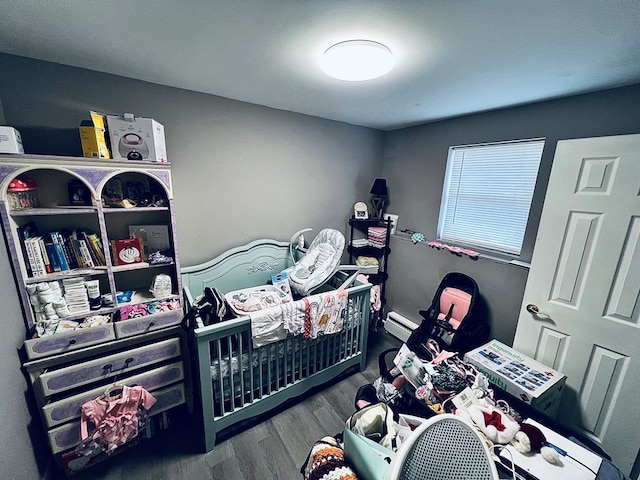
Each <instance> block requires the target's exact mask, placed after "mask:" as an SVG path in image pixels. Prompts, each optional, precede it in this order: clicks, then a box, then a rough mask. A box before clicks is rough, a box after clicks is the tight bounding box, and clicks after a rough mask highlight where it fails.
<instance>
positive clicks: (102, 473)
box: [54, 330, 401, 480]
mask: <svg viewBox="0 0 640 480" xmlns="http://www.w3.org/2000/svg"><path fill="white" fill-rule="evenodd" d="M400 345H401V342H400V341H399V340H397V339H396V338H394V337H392V336H390V335H388V334H387V333H385V332H384V331H383V330H380V331H379V332H377V333H372V334H371V335H370V336H369V354H368V356H367V369H366V370H365V371H364V372H355V373H351V372H349V373H350V374H349V375H345V376H342V377H340V378H338V379H336V381H335V383H333V384H330V385H326V386H324V387H323V388H319V389H318V388H317V389H314V390H313V391H312V392H310V393H309V394H308V395H305V396H304V397H303V398H302V399H300V400H298V401H296V402H292V403H291V404H287V405H285V408H281V409H279V410H278V411H276V412H274V413H271V414H270V415H268V416H265V417H264V418H257V419H254V420H253V421H251V422H247V424H245V425H242V426H241V427H240V428H236V427H231V429H228V431H226V432H222V434H220V435H218V437H217V442H216V447H215V448H214V449H213V451H211V452H209V453H206V454H205V453H202V452H203V451H204V446H203V438H202V431H201V427H200V426H199V420H198V418H197V415H196V414H194V415H187V414H186V413H185V414H183V415H181V416H176V417H175V418H174V419H173V420H174V422H173V425H172V427H171V428H170V429H169V430H164V431H159V432H158V434H157V435H156V436H155V437H154V438H152V439H149V440H144V441H142V442H141V444H140V445H139V446H137V447H135V448H133V449H131V450H129V451H126V452H123V453H120V454H119V455H116V456H114V457H113V458H111V459H109V460H107V461H106V462H103V463H101V464H98V465H95V466H93V467H90V468H88V469H86V470H85V471H84V472H82V473H79V474H76V475H74V476H73V477H72V478H74V479H77V480H89V479H91V480H131V479H136V480H161V479H183V478H184V479H205V480H253V479H255V480H271V479H274V480H275V479H277V480H300V479H301V478H302V475H301V474H300V467H301V466H302V464H303V463H304V462H305V460H306V457H307V455H308V453H309V450H310V449H311V447H312V445H313V443H314V442H315V441H316V440H319V439H320V438H322V437H323V436H325V435H335V434H336V433H339V432H341V431H342V430H343V428H344V422H345V420H346V419H347V418H348V417H349V415H351V414H352V413H353V411H354V399H355V394H356V391H357V390H358V388H359V387H360V386H361V385H364V384H366V383H371V382H373V381H374V380H375V379H376V378H377V377H378V376H379V370H378V353H379V352H381V351H383V350H385V349H387V348H392V347H399V346H400ZM229 430H230V431H229ZM225 437H226V438H225ZM61 478H64V476H63V475H62V474H61V473H60V472H56V473H55V475H54V479H55V480H58V479H61Z"/></svg>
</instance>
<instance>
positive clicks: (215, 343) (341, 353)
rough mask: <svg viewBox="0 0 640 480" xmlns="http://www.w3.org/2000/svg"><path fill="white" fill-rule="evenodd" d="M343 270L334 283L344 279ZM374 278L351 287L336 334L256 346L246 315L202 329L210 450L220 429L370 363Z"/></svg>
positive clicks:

Assignment: Search the entries above for the string "rough". Copy each line in which it appears.

Exercise response:
Each <instance> block requires the target's exact mask, placed after "mask:" as an SVG path in image pixels. Prompts, each optional, precede it in this order: clicks, then a box, then a rough mask. A box before clicks is rough, a box after clicks is the tight bounding box, and clicks after a rough mask highlight where it fails.
rough mask: <svg viewBox="0 0 640 480" xmlns="http://www.w3.org/2000/svg"><path fill="white" fill-rule="evenodd" d="M343 270L334 283L344 279ZM374 278L351 287L336 334L256 346L246 315L202 329L210 450L220 429L370 363Z"/></svg>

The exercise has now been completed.